DATA PROVIDED:
####
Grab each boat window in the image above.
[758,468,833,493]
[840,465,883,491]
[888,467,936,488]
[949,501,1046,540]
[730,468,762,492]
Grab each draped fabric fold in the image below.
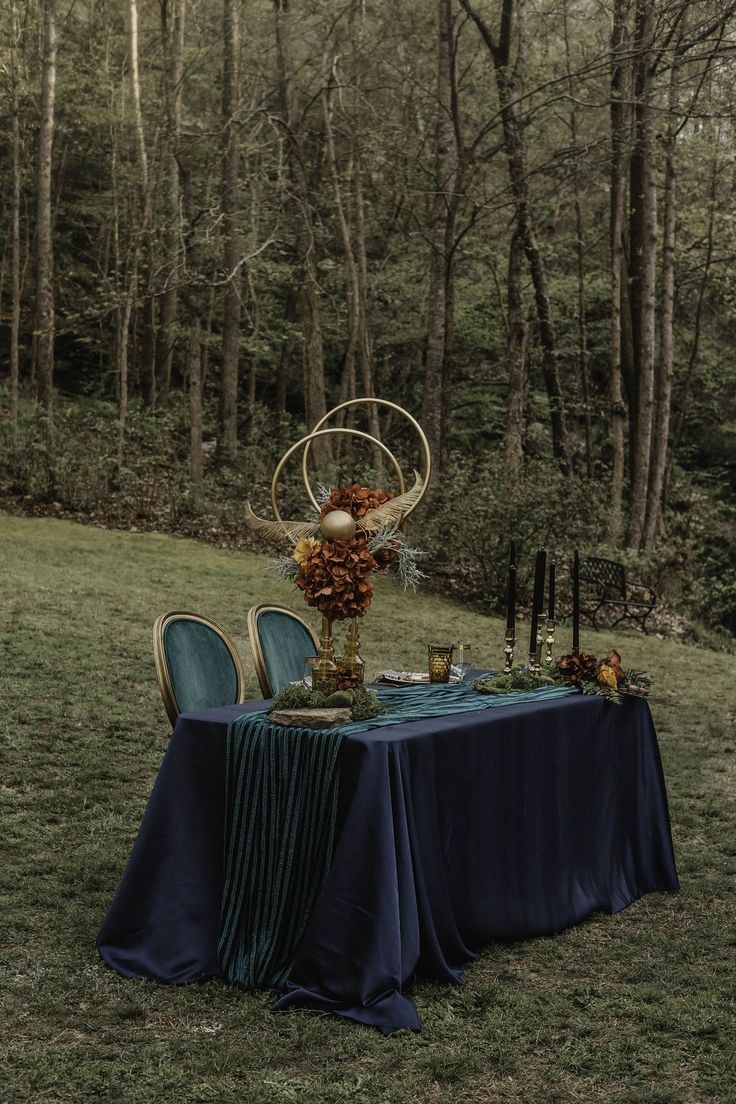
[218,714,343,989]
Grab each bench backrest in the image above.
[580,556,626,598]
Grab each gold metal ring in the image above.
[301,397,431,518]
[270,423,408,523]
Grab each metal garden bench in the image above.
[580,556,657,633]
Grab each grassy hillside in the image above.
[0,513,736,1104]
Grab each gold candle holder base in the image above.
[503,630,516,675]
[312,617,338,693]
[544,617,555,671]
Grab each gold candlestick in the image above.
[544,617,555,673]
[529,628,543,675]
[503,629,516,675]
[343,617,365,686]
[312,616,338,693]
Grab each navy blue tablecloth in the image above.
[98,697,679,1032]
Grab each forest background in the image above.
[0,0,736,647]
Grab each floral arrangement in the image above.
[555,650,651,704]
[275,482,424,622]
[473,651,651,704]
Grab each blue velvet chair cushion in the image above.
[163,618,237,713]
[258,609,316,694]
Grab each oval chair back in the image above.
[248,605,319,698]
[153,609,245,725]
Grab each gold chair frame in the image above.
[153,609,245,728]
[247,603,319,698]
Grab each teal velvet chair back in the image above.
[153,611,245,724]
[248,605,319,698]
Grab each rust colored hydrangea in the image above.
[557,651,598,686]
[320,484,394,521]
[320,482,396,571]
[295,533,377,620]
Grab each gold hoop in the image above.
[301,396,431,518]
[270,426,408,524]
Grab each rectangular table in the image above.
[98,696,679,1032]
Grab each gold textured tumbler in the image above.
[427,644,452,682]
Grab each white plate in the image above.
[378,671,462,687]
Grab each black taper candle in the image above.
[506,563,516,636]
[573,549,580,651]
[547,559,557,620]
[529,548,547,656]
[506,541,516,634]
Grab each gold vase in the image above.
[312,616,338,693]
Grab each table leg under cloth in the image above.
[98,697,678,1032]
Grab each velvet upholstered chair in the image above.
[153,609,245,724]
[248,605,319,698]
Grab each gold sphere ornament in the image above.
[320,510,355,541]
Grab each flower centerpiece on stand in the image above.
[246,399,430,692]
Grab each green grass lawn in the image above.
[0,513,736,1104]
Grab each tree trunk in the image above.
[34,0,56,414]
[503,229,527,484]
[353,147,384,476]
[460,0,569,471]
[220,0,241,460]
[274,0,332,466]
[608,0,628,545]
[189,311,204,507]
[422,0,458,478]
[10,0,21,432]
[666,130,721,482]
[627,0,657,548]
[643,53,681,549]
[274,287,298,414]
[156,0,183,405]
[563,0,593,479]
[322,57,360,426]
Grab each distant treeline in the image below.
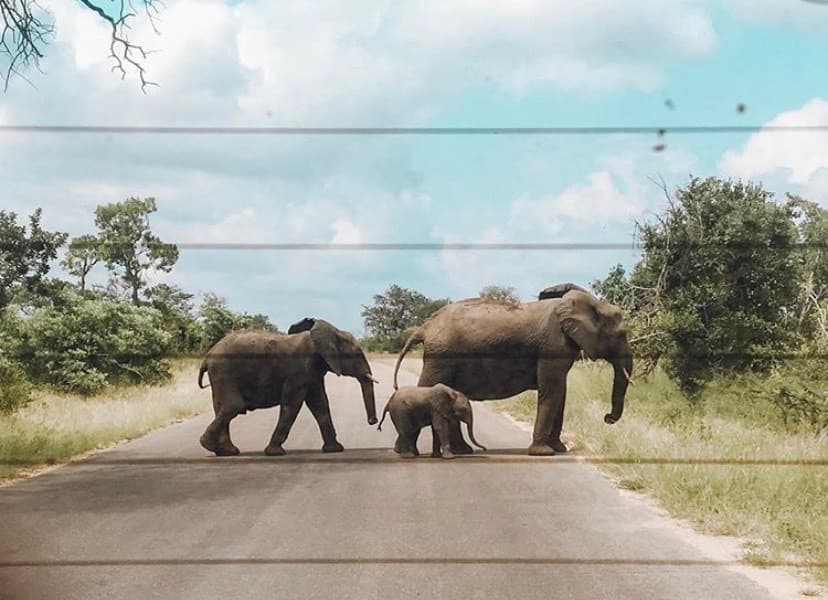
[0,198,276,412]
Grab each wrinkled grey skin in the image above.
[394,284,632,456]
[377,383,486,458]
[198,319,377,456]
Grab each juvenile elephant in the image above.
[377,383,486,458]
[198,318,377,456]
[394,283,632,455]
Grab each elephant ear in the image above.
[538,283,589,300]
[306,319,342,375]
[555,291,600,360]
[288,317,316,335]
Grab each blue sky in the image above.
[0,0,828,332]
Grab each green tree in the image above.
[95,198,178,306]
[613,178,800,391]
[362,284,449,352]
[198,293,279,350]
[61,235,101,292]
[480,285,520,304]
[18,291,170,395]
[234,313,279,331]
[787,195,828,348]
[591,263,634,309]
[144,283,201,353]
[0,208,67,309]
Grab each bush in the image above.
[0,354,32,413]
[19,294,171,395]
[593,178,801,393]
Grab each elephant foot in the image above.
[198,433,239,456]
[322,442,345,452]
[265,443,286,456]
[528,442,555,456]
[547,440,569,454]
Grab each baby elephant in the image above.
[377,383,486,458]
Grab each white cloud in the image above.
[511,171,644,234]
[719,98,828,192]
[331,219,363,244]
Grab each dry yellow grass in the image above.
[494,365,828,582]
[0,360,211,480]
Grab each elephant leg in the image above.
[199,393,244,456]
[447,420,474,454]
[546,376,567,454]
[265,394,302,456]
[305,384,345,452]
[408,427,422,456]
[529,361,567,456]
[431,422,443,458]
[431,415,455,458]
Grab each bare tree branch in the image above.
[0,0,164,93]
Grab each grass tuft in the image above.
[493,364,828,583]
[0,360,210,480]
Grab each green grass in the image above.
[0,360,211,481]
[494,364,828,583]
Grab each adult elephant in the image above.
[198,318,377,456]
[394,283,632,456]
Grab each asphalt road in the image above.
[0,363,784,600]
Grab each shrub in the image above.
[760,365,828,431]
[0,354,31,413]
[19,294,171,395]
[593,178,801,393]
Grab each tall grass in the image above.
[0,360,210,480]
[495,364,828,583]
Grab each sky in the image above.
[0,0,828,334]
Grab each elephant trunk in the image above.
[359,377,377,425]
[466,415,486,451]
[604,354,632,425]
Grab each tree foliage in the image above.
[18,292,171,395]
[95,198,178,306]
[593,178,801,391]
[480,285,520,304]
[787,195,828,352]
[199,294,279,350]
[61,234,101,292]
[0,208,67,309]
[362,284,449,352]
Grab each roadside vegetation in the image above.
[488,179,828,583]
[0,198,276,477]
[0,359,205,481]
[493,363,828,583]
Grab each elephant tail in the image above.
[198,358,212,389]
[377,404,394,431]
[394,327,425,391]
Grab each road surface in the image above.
####
WRITTEN TASK: Print the records exactly as they run from the start through the line with "[153,609,245,725]", including that line, and leave out the pictures.

REPLY TO THE TASK:
Grab each boat window in the image above.
[758,468,833,493]
[840,465,883,491]
[888,467,936,488]
[949,501,1046,540]
[730,468,762,492]
Grab each draped fabric fold in the image below.
[218,714,343,989]
Grab each bench backrest in the image above.
[580,556,626,598]
Grab each gold metal ring in the image above.
[301,397,431,518]
[270,423,408,523]
Grab each metal garden bench in the image above.
[580,556,657,633]
Grab each grassy hillside in the image above.
[0,513,736,1104]
Grab each gold candle holder base in the image above.
[503,630,516,675]
[312,617,338,693]
[544,617,555,671]
Grab each gold candlestick in the image above.
[544,617,555,673]
[529,628,543,675]
[503,629,516,675]
[343,617,365,686]
[312,616,338,693]
Grab each navy blue tablecloth in the image above.
[98,697,679,1032]
Grab each forest background in the image above.
[0,0,736,647]
Grab each floral arrangement in the image above.
[555,650,651,704]
[275,482,424,622]
[473,651,651,704]
Grab each blue velvet chair cushion in the image above.
[163,618,237,713]
[258,609,316,694]
Grab each oval chair back in the image above.
[248,605,319,698]
[153,609,245,725]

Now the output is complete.